Document excerpt:
____
The Lycée Claudel d'Ottawa is a French-language  private school in Ottawa built in the early 1960s. It was renovated by Edward J. Cuhaci to provide an infill between two existing school buildings comprising classrooms and a 600-seat auditorium.  It is located on Lycée Place (formerly Old Riverside Drive). The school has approximately 1000 students in grades JK-12. It is named after the French poet Paul Claudel, and follows the French international curriculum. All classes, with the exception of language classes, are taught in French, and students complete the French baccalaureat at the end of grade 12 (called "Terminale").  The Lycée Paul Claudel has the highest average results among French overseas schools (of which there are over 300) as of Spring 2013.
____
Request 1:
From the records below, pull out every line that contains the string "cover".

Named-object pointing records:
____
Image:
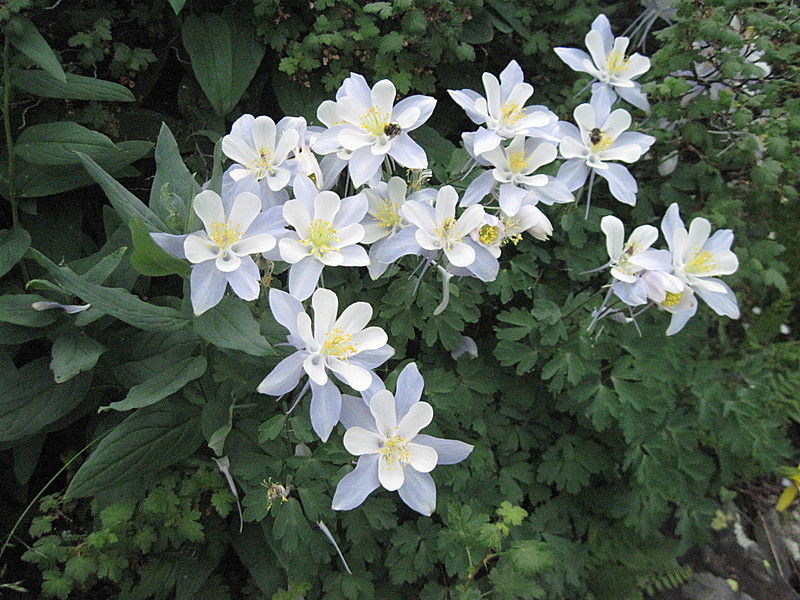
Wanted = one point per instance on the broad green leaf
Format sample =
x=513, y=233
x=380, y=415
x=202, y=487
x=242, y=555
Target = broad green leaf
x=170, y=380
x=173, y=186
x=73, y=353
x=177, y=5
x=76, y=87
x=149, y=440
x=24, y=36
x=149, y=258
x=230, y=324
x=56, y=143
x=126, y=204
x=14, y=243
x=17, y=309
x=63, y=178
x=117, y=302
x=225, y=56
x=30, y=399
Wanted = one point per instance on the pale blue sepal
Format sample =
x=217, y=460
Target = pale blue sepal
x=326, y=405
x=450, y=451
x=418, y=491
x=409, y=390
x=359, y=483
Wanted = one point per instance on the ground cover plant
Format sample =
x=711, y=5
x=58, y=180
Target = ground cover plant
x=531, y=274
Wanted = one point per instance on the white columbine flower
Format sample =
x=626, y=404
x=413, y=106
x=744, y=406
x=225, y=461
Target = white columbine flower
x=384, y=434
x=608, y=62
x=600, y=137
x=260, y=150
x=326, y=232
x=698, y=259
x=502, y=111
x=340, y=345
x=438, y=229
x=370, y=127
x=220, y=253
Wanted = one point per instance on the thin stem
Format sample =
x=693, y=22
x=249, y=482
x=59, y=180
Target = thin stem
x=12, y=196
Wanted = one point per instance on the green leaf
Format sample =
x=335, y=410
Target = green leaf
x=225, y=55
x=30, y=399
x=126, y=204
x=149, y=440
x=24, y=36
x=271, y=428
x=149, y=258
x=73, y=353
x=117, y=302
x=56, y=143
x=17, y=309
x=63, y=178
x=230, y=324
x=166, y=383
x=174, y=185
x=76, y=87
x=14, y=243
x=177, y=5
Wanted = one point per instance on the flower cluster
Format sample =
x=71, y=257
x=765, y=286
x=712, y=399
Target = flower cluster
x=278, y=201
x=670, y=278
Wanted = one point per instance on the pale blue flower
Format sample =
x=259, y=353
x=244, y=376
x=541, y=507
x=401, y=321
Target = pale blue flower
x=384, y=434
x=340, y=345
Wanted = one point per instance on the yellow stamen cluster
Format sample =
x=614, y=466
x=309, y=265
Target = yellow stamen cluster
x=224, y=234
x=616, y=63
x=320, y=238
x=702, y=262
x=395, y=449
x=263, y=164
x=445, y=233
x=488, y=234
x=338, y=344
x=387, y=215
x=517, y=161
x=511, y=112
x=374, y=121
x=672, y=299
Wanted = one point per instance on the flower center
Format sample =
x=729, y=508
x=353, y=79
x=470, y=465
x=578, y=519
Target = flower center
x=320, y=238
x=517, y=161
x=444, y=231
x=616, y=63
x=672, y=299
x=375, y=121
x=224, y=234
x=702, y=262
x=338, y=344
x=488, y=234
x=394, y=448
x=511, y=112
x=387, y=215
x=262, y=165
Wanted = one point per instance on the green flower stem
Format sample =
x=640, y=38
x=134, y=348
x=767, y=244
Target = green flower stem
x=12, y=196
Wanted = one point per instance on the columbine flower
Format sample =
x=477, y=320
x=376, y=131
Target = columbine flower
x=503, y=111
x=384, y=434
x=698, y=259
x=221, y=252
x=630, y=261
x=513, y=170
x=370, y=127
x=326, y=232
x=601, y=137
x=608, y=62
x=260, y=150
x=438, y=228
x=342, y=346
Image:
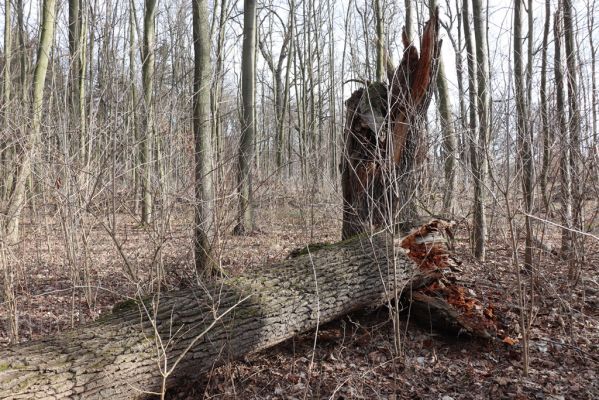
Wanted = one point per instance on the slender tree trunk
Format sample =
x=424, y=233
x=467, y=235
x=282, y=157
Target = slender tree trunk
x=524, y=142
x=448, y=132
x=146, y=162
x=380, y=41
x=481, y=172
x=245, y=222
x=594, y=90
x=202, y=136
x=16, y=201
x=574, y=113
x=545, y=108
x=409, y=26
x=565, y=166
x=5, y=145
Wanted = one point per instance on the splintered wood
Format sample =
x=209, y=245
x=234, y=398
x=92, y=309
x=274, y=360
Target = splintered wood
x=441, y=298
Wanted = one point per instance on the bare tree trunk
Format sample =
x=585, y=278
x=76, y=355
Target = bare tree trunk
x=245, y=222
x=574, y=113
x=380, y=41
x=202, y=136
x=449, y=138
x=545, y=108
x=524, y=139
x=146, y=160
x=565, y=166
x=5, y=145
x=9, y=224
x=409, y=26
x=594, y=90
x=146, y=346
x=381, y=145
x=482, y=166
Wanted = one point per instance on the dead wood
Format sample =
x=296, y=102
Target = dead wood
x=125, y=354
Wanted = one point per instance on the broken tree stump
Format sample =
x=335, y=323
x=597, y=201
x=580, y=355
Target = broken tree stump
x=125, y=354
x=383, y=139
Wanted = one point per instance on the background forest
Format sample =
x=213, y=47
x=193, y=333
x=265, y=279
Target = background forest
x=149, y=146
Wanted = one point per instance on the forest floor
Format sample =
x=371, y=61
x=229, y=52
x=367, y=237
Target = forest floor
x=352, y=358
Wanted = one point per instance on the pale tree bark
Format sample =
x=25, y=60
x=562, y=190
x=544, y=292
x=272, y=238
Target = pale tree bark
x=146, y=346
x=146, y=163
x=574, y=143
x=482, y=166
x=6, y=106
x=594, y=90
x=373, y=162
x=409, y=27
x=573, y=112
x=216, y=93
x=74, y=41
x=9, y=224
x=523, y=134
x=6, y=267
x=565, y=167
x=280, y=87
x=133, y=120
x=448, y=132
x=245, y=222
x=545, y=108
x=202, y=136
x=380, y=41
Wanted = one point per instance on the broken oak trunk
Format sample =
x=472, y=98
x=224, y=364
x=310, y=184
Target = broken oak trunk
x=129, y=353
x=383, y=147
____
Request 2:
Transcribe the passage about the Lycée Claudel d'Ottawa above, between "The Lycée Claudel" and "of Spring 2013.", inclusive.

Full solution 1:
Wanted = one point per instance on the ground cover plant
Target = ground cover plant

Full solution 2:
The Lycée Claudel d'Ottawa is a French-language  private school in Ottawa built in the early 1960s. It was renovated by Edward J. Cuhaci to provide an infill between two existing school buildings comprising classrooms and a 600-seat auditorium.  It is located on Lycée Place (formerly Old Riverside Drive). The school has approximately 1000 students in grades JK-12. It is named after the French poet Paul Claudel, and follows the French international curriculum. All classes, with the exception of language classes, are taught in French, and students complete the French baccalaureat at the end of grade 12 (called "Terminale").  The Lycée Paul Claudel has the highest average results among French overseas schools (of which there are over 300) as of Spring 2013.